### How to complete this task:
Could you output all of the records below exactly as they appear?

Saved data entries:
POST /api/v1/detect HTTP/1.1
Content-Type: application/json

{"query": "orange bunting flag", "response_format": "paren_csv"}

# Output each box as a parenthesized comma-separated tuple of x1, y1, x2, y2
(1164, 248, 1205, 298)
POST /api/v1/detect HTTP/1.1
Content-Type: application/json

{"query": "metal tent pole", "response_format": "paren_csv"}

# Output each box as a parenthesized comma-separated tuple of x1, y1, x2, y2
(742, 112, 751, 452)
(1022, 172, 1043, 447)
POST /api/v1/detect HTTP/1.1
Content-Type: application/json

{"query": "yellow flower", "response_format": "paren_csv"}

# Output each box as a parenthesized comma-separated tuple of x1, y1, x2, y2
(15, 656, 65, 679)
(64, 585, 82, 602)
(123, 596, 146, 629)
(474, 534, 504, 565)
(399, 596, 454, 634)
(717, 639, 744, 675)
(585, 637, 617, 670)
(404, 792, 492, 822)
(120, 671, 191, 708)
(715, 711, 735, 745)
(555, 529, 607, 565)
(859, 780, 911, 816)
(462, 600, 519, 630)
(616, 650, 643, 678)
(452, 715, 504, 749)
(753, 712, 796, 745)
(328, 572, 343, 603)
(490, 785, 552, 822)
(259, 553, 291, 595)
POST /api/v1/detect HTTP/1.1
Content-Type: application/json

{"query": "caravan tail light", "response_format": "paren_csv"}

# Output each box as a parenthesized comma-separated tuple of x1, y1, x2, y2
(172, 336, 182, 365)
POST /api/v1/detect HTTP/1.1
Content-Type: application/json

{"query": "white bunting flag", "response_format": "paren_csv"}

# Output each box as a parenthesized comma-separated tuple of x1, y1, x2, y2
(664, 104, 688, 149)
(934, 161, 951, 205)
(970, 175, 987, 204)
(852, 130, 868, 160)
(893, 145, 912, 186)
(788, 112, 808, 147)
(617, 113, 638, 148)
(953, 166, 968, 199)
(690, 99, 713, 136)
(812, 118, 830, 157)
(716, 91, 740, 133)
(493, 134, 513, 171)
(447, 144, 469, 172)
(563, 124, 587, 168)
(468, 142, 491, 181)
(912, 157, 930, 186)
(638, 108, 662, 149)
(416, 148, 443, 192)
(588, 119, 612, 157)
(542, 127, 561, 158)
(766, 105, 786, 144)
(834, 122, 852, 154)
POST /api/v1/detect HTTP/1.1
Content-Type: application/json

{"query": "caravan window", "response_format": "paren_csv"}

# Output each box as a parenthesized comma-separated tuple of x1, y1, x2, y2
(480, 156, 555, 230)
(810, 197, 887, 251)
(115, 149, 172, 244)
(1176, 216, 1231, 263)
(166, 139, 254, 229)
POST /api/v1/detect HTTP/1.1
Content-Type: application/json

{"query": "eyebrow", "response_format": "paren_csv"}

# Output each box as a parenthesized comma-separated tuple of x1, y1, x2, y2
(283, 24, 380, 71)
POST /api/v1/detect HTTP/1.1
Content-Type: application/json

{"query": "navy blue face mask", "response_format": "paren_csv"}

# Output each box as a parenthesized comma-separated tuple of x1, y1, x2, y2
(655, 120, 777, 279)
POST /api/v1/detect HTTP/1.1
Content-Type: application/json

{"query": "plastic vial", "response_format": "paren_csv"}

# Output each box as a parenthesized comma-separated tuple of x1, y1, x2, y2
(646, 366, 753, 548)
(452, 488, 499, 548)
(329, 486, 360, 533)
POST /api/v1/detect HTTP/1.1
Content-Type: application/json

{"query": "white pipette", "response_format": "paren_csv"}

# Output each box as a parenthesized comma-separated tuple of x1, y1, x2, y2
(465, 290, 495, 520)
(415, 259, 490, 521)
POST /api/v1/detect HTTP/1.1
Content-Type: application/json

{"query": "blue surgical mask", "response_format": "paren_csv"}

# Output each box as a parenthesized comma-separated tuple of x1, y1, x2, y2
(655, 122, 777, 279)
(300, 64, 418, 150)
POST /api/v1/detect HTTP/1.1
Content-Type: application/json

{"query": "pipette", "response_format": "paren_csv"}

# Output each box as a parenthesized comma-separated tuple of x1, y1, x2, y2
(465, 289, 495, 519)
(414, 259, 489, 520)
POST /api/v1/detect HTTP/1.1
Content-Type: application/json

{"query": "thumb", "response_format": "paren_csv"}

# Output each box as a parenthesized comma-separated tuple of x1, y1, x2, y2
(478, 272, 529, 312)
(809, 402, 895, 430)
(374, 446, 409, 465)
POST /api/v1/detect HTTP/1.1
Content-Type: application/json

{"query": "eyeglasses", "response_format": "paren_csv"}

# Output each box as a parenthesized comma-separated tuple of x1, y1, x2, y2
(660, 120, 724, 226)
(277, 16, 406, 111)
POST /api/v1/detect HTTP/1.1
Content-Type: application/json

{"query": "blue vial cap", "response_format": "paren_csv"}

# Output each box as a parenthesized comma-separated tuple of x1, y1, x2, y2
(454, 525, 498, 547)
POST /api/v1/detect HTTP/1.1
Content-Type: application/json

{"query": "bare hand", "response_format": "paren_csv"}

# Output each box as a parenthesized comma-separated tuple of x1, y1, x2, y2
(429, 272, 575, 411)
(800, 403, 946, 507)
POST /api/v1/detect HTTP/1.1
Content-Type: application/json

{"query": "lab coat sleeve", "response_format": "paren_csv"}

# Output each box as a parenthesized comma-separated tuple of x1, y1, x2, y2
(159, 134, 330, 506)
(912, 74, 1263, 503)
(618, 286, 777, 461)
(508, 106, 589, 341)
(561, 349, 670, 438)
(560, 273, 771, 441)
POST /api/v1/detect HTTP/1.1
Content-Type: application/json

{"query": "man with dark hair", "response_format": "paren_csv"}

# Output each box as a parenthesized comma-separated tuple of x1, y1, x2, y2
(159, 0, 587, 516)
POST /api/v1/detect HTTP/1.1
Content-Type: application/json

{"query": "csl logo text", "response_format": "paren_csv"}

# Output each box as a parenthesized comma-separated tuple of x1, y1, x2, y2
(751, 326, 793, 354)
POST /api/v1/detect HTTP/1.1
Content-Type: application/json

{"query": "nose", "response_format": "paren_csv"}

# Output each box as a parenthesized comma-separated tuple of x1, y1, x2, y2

### Task response:
POST /api/v1/detect HTTP/1.1
Content-Type: application/json

{"query": "orange bunting flag", "response_format": "paren_csv"}

# Output each box as a parenthesized comma-separated tuple of x1, y1, x2, y2
(1164, 248, 1205, 298)
POST /api/v1/detect HTTP/1.1
Content-Type: application/json

{"query": "metal tent pole", "response_format": "paren_csv"}

# Output each box as a parenthesized comma-separated tuple of x1, y1, x2, y2
(742, 112, 751, 452)
(1022, 172, 1043, 447)
POST /api/v1/detect HTTP/1.1
Content-Type: application/json

{"query": "yellow flower", "response_format": "paren_csv"}

# Output each box as a parenthesized comma-separated tuple of x1, y1, x2, y2
(15, 656, 65, 679)
(64, 585, 82, 602)
(123, 596, 146, 629)
(474, 534, 504, 565)
(399, 596, 454, 634)
(717, 639, 744, 675)
(585, 637, 617, 670)
(404, 792, 492, 822)
(120, 671, 191, 708)
(715, 711, 735, 745)
(555, 529, 607, 565)
(859, 780, 911, 816)
(462, 600, 519, 630)
(616, 650, 643, 678)
(452, 715, 504, 749)
(753, 712, 796, 745)
(328, 572, 343, 603)
(490, 785, 552, 822)
(259, 553, 291, 595)
POST /api/v1/detect HTTP/1.1
Content-Type: application/json

{"query": "caravan tail light", "response_format": "paren_csv"}

# Output each box as a parenthesized comma-separated tuple of x1, y1, x2, y2
(172, 336, 182, 365)
POST /api/v1/detect HTTP/1.1
Content-Type: application/json

{"query": "white bunting flag", "response_format": "paren_csv"}

# Output each box as a parenthesized comma-separated tuple of x1, y1, x2, y2
(664, 104, 688, 149)
(934, 161, 951, 205)
(970, 175, 987, 204)
(852, 130, 868, 160)
(893, 145, 912, 186)
(788, 112, 808, 147)
(617, 113, 638, 148)
(953, 166, 968, 199)
(690, 99, 713, 136)
(812, 118, 830, 157)
(716, 91, 740, 133)
(493, 134, 513, 171)
(447, 144, 469, 172)
(563, 124, 587, 168)
(468, 142, 491, 181)
(912, 157, 930, 186)
(638, 108, 662, 149)
(416, 148, 443, 192)
(588, 119, 612, 157)
(542, 127, 561, 158)
(766, 105, 786, 144)
(834, 122, 852, 154)
POST /api/v1/detect HTTP/1.1
Content-Type: application/json

{"query": "caravan window", "response_format": "paren_csv"}

# Output each box as a parenthesized comma-separated tuple of x1, y1, x2, y2
(480, 156, 555, 230)
(810, 197, 887, 251)
(115, 149, 172, 244)
(1176, 216, 1231, 263)
(166, 139, 254, 229)
POST /api/v1/detect HTTP/1.1
Content-Type: application/json

{"query": "eyebrow", "response_format": "paren_csv"}

# Output each box as a parenthesized comma-separated tuple of x1, y1, x2, y2
(283, 24, 380, 71)
POST /api/v1/detect HTTP/1.1
Content-Type: application/json

{"query": "navy blue face mask", "response_format": "paren_csv"}

# Output each box as a parenthesized comma-separated tuple of x1, y1, x2, y2
(655, 120, 777, 279)
POST /api/v1/detect HTTP/1.1
Content-Type: application/json

{"query": "plastic vial", "response_format": "paren_csv"}

# Output each box as a parenthesized comma-separated tuple of x1, y1, x2, y2
(646, 366, 753, 548)
(452, 488, 499, 548)
(329, 486, 360, 533)
POST /api/v1/detect HTTP/1.1
Content-Type: application/json

{"query": "white pipette", "response_format": "paren_csv"}

# Output each box as a parenthesized comma-separated tuple of x1, y1, x2, y2
(465, 290, 495, 520)
(415, 259, 490, 521)
POST /api/v1/detect HTTP/1.1
Content-Type: application/json

{"query": "blue surgical mask", "response_format": "paren_csv"}

# Output each box as a parenthesized comma-separated tuple of x1, y1, x2, y2
(655, 122, 777, 279)
(300, 64, 418, 150)
POST /api/v1/detect HTTP/1.1
Content-Type: application/json

{"query": "pipette", "response_format": "paren_csv"}

# Output each box as a parenthesized comma-separated tuple of x1, y1, x2, y2
(465, 289, 495, 519)
(414, 259, 489, 520)
POST /api/v1/detect HTTP/1.1
Content-Type: application/json

{"query": "thumb", "response_format": "paren_csv"}

# Output each box as a parenthesized comma-separated tuple of x1, y1, x2, y2
(478, 272, 529, 312)
(809, 402, 895, 430)
(374, 446, 409, 465)
POST /api/v1/detect HTTP/1.1
Content-Type: application/json

{"query": "eyeglasses", "response_format": "paren_csv"}

# Output each box as a parenthesized comma-separated tuple of x1, y1, x2, y2
(660, 120, 724, 226)
(277, 16, 406, 111)
POST /api/v1/detect HTTP/1.1
Content-Type: application/json

{"query": "blue vial cap", "response_format": "paren_csv"}

# Output each box as a parenthesized comma-separated tuple of x1, y1, x2, y2
(454, 525, 498, 547)
POST /api/v1/detect HTTP/1.1
Content-Type: application/json

{"query": "bare hand", "response_format": "paren_csv"}

# Output each box as a parenthesized comma-separated tuple of x1, y1, x2, y2
(429, 272, 575, 411)
(800, 403, 946, 507)
POST /api/v1/detect HTTP/1.1
Content-Type: application/json

{"query": "lab coat sleeve", "response_format": "paren_csv"}

# Output each box as a parenthesized comma-separated tuple of x1, y1, x2, y2
(159, 134, 330, 506)
(912, 74, 1263, 503)
(618, 286, 777, 461)
(508, 106, 589, 341)
(561, 349, 670, 438)
(560, 273, 771, 441)
POST /api/v1/detect HTTP/1.1
Content-Type: application/json

{"query": "man with dark hair", "response_format": "paren_csv"}

# Output each box as a parenthesized comma-separated tuple of x1, y1, x2, y2
(159, 0, 587, 516)
POST /api/v1/detect HTTP/1.1
Content-Type: application/json

{"query": "csl logo text", "response_format": "paren_csv"}

# Output each box as a parenthesized comma-separated tuple of x1, y1, x2, y2
(751, 326, 793, 354)
POST /api/v1/detect HTTP/1.1
Content-Type: application/json

{"query": "nose", "response_format": "paren_csv"}

# Output each box as a parenthesized comma-separated tuple of x1, y1, x2, y2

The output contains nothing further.